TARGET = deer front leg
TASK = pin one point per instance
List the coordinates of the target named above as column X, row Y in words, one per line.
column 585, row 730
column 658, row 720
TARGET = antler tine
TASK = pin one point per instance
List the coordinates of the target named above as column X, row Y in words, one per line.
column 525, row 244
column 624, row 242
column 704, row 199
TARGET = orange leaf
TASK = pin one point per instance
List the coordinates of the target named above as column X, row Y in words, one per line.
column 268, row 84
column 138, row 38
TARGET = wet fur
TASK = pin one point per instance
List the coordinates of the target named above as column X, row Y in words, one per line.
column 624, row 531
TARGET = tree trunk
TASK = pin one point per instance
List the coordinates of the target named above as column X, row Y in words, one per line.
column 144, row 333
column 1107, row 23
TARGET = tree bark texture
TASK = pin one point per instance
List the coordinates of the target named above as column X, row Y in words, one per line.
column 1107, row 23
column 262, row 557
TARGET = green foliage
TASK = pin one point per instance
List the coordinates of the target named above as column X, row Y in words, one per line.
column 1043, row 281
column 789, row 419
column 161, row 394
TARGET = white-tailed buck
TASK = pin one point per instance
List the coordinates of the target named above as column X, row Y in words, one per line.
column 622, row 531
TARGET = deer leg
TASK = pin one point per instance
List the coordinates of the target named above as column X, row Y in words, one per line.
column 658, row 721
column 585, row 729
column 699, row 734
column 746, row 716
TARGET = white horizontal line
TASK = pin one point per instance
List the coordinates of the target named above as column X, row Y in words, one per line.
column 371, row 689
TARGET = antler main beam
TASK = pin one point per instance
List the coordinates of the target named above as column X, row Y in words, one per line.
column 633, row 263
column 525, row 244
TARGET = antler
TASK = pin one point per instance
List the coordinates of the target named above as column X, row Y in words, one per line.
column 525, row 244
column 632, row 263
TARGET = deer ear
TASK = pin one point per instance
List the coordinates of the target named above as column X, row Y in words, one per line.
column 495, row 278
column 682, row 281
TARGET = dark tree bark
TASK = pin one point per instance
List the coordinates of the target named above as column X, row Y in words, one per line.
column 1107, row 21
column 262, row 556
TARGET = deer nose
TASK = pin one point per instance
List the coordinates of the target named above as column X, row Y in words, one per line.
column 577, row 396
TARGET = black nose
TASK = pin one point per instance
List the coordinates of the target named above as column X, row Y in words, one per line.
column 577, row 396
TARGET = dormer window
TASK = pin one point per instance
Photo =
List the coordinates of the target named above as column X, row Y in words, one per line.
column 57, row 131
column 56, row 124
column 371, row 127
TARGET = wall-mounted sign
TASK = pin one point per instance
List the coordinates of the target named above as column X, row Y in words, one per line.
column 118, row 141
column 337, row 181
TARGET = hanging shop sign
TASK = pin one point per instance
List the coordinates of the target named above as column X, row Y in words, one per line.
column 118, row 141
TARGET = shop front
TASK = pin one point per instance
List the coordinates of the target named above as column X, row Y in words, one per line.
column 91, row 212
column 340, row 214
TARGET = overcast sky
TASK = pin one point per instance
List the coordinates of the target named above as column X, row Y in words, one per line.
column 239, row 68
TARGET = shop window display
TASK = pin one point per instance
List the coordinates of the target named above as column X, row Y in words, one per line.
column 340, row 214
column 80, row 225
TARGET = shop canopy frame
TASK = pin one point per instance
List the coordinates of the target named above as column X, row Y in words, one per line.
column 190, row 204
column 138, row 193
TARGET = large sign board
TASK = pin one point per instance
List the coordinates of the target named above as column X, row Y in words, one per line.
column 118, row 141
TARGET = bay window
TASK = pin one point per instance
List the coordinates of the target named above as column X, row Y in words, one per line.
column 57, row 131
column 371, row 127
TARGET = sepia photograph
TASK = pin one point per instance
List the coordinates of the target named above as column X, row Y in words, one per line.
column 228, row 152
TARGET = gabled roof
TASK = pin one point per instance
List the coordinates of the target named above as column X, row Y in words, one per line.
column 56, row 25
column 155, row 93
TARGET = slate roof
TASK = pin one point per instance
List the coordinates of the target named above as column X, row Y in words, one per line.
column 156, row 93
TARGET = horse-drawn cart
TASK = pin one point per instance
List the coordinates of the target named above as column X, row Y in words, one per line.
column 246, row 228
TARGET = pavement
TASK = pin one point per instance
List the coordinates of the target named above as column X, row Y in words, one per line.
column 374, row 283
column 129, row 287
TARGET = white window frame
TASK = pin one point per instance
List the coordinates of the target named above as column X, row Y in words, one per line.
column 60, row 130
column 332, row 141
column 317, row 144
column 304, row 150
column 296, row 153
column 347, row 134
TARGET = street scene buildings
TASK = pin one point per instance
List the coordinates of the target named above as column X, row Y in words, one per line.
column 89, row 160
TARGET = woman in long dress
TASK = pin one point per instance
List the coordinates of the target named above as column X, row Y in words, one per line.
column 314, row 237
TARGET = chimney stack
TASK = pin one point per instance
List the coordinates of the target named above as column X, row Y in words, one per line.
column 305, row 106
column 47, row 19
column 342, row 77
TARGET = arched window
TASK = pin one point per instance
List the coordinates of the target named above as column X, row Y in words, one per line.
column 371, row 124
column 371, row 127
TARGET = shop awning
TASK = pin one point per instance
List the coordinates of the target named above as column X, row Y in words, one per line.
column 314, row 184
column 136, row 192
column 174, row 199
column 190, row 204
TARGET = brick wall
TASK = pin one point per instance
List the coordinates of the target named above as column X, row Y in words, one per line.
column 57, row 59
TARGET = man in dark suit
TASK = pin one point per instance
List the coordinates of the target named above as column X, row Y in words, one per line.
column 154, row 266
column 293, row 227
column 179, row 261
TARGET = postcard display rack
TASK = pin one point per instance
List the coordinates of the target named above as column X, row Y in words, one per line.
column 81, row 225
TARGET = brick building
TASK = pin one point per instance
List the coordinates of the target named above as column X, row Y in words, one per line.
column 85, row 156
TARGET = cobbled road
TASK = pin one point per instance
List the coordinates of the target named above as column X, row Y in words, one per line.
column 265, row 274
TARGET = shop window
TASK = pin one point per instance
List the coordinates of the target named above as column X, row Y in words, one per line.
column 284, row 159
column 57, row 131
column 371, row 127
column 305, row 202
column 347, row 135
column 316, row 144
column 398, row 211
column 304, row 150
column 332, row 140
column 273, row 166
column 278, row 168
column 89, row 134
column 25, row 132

==

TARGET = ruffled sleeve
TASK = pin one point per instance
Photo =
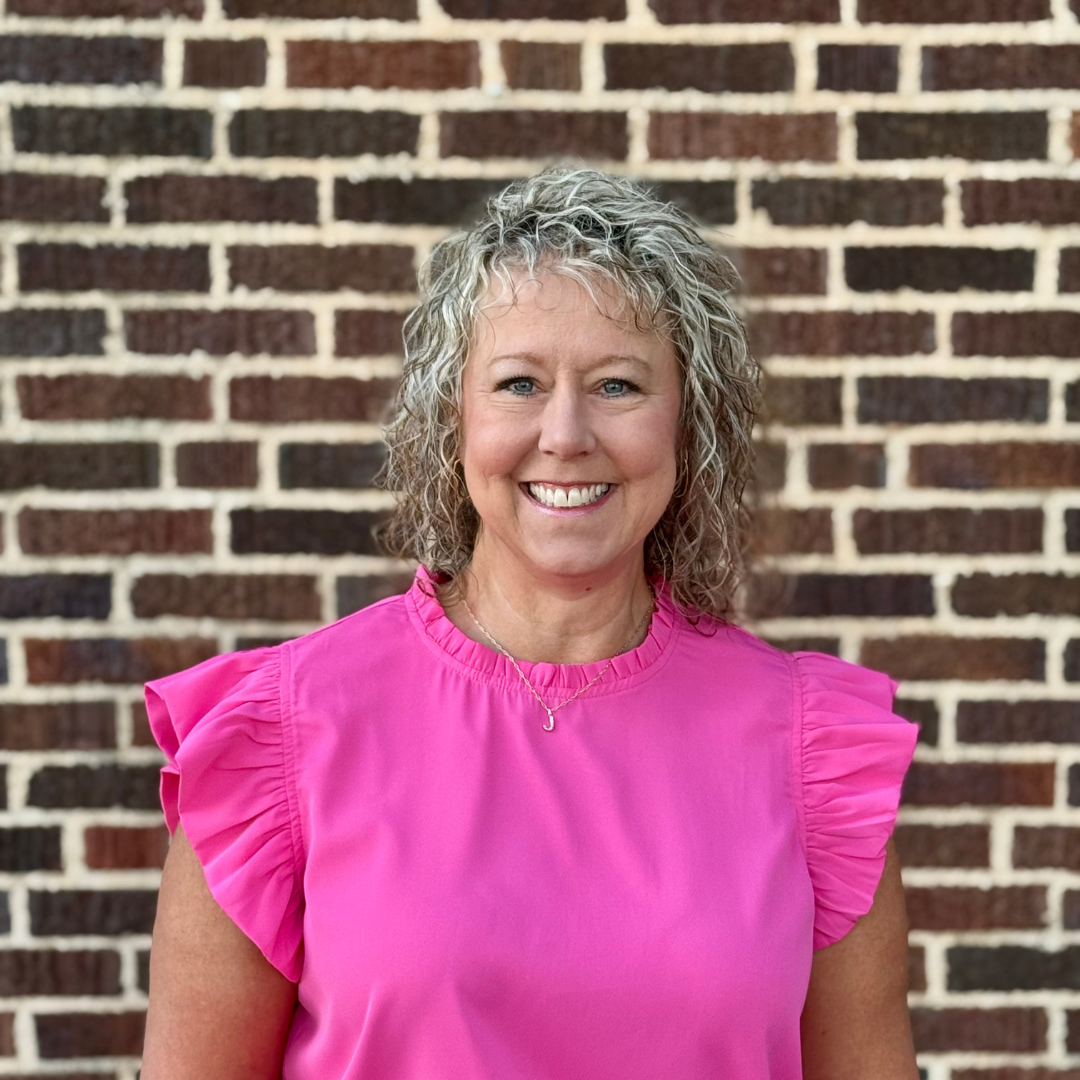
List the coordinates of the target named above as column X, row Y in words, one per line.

--

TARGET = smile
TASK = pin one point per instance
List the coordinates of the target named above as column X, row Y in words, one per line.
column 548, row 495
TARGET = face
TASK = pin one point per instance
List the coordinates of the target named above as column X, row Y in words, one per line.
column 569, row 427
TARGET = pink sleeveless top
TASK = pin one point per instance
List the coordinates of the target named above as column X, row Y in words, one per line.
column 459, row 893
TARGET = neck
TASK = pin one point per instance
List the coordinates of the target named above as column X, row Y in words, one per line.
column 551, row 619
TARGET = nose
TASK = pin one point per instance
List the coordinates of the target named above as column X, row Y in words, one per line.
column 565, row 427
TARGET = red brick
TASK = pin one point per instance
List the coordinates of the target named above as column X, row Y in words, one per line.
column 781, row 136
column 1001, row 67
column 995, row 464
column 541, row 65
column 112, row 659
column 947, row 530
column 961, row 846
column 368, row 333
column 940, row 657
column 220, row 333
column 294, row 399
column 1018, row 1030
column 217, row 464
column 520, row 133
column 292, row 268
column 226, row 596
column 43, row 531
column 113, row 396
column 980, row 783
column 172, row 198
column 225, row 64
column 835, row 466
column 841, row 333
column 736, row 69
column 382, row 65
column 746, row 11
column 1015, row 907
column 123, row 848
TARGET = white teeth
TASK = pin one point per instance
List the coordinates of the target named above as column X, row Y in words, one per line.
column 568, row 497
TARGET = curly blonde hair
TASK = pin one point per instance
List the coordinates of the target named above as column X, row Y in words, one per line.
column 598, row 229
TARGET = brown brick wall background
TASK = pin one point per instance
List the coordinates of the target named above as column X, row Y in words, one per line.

SHORT EXERCISE
Copy the material above word for word, from the line that contains "TARGET = deer front leg" through the line that contains "column 138, row 38", including both of those lines.

FINISHED TASK
TARGET = deer front leg
TASK = pin one point per instance
List the coordinates of the target named above as column X, row Y in words, one per line.
column 585, row 730
column 658, row 720
TARGET = antler tine
TASK = pin one point per instance
List the coordinates of the target named above as column X, row Y in words, one per line.
column 525, row 244
column 624, row 242
column 704, row 199
TARGET = orange leaf
TASK = pin one point per instance
List the coordinates of the target named above as column X, row Y in words, one per line.
column 268, row 84
column 138, row 38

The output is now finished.